Exercise description:
Where the records below show a line containing "of the sunlit", start copying; end with the line containing "Target: sunlit sky", and copy it too.

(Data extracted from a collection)
..........

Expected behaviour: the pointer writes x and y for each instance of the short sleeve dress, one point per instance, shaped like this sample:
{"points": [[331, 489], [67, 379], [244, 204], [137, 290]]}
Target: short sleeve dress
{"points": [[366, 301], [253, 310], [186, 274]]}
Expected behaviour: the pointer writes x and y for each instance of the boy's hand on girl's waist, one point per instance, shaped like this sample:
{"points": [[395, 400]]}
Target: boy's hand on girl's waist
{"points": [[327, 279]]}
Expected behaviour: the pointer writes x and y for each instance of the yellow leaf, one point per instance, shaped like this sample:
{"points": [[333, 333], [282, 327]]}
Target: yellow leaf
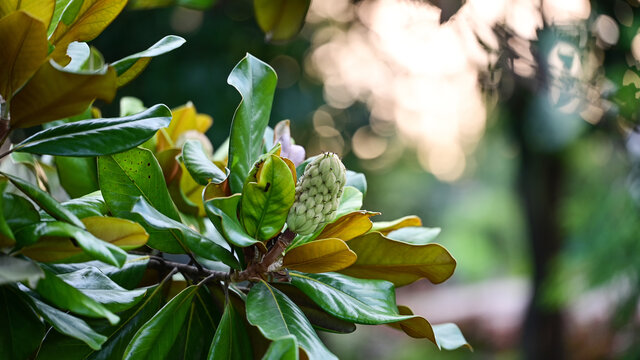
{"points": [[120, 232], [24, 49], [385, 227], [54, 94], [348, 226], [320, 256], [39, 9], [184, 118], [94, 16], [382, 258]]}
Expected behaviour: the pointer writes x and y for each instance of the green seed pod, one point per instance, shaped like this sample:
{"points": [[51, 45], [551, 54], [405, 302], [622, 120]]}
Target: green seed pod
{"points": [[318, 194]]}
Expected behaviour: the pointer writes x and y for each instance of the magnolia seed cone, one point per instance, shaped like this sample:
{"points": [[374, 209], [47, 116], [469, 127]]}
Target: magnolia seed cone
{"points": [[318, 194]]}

..........

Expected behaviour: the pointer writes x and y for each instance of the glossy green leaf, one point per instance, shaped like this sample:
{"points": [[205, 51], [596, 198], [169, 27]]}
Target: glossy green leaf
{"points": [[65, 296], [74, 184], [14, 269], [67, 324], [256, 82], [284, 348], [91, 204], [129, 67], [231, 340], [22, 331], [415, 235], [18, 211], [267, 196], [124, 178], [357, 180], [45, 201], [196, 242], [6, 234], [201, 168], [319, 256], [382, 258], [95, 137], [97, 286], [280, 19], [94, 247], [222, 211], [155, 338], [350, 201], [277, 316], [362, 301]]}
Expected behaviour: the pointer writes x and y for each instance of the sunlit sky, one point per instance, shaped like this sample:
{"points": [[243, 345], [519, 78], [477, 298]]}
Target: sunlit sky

..........

Expected answer:
Expected behaviour: the pointer writes x and y for each instance of the sunlit sky, one point per instance, shaped like this sample:
{"points": [[243, 345], [519, 78], [477, 298]]}
Target: sunlit sky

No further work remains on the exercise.